Task brief: Format as a numbered list the lines from the one containing "the yellow daisy" through the end of the entries, leaving out any blank lines.

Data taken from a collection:
-- Begin --

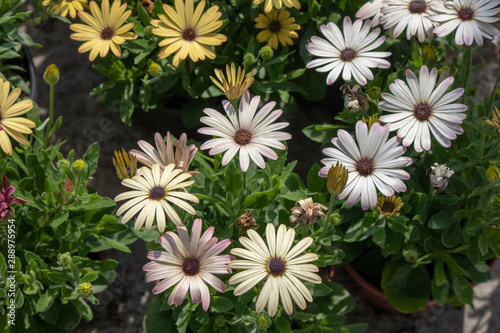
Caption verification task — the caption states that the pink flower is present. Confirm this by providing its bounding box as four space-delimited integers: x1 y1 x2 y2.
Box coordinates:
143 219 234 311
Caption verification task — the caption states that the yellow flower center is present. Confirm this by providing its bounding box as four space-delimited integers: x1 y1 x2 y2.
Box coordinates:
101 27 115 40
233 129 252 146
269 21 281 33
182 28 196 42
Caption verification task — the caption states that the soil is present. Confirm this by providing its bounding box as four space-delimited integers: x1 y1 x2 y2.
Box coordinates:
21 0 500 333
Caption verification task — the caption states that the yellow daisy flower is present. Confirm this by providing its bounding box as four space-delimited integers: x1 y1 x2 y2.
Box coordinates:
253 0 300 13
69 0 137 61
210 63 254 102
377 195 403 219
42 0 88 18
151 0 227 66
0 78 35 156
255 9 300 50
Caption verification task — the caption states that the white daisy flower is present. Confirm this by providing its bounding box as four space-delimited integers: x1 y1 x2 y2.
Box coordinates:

-- End --

Problem solution:
1. Caption verification task — the caption states that the yellow daisy flower is present. Confirm this by providing its bounding box as four space-delimited integers: x1 y1 x2 y2.
2. Box coordinates:
3. 253 0 300 13
4. 69 0 137 61
5. 210 63 254 102
6. 377 195 403 219
7. 42 0 88 18
8. 151 0 227 66
9. 0 78 35 156
10. 255 9 300 50
11. Caption verification task — the caption states that the white daisy flower is present. Confirm this by providing its bounding box as four space-delimited integers: x1 y1 x2 y2.
12. Box coordinates:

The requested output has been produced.